# Request
Pick out every line of the material that contains the string "with", and copy each one.

Stored data entries
+++

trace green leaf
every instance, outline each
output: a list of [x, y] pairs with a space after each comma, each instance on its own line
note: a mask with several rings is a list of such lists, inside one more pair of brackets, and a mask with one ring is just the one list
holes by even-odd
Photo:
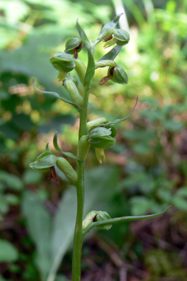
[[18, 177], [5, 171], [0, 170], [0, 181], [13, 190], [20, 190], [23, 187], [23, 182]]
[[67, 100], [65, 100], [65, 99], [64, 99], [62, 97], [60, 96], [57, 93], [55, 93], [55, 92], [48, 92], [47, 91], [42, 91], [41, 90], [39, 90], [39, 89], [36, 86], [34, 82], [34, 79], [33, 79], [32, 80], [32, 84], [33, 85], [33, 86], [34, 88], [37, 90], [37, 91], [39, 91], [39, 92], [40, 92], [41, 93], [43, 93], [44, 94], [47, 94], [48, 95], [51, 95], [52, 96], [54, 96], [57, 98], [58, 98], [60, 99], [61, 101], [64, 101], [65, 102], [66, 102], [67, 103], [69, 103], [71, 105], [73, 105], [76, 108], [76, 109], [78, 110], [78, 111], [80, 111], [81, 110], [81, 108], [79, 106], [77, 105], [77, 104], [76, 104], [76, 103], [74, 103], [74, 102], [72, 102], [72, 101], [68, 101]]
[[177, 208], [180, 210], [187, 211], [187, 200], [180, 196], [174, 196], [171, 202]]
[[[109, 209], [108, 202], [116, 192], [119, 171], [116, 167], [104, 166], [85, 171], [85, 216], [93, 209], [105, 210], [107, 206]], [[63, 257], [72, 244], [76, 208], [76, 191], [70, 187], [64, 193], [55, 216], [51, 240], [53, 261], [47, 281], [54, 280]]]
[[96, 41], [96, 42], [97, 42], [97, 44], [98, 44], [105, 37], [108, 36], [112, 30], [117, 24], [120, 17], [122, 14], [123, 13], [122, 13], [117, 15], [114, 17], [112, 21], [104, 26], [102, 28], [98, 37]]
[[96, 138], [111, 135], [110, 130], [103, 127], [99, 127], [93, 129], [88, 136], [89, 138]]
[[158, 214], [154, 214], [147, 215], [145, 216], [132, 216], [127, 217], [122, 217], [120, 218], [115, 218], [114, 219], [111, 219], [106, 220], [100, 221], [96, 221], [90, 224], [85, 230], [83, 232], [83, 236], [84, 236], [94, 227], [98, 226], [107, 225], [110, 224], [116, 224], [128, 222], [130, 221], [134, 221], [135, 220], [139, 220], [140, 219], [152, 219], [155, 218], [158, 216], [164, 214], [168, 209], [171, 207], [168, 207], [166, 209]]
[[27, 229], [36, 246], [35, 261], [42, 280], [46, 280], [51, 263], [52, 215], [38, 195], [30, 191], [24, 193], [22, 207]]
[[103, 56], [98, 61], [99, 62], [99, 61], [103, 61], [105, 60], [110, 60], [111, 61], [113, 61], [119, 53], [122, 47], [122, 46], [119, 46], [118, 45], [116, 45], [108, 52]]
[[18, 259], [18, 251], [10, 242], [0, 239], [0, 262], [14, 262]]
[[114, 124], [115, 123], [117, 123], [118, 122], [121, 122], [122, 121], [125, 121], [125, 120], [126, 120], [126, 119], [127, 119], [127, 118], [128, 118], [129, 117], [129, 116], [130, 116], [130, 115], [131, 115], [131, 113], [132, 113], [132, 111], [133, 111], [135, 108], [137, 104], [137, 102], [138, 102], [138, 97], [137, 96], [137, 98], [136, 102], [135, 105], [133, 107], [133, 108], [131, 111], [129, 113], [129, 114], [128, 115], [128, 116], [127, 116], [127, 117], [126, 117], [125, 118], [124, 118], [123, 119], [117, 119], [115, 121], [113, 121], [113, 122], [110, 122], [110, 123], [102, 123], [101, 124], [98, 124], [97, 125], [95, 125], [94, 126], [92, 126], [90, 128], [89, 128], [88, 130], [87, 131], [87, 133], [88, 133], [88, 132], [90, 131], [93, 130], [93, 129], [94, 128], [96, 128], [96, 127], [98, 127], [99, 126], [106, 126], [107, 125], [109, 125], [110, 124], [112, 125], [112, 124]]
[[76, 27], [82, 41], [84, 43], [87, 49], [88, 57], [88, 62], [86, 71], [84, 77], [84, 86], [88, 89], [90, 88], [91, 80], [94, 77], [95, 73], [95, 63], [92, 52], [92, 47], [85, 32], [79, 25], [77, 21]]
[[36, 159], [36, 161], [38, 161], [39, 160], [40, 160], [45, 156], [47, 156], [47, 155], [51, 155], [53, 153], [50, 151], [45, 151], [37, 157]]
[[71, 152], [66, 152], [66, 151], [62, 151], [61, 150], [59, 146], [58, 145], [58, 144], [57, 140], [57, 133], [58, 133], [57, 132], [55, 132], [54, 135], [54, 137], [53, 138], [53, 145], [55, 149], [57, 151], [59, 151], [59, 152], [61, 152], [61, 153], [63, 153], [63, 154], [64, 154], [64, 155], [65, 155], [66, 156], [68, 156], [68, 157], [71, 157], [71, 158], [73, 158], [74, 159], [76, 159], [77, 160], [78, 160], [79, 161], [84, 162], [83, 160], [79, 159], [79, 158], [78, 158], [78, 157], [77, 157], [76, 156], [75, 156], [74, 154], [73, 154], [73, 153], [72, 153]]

+++

# Answer to the task
output: a list of [x, y] pairs with a space after each comma, each instance on its own line
note: a mask with several rings is a list of such lists, inside one more pair of brackets, and a mask with one ring is just the one list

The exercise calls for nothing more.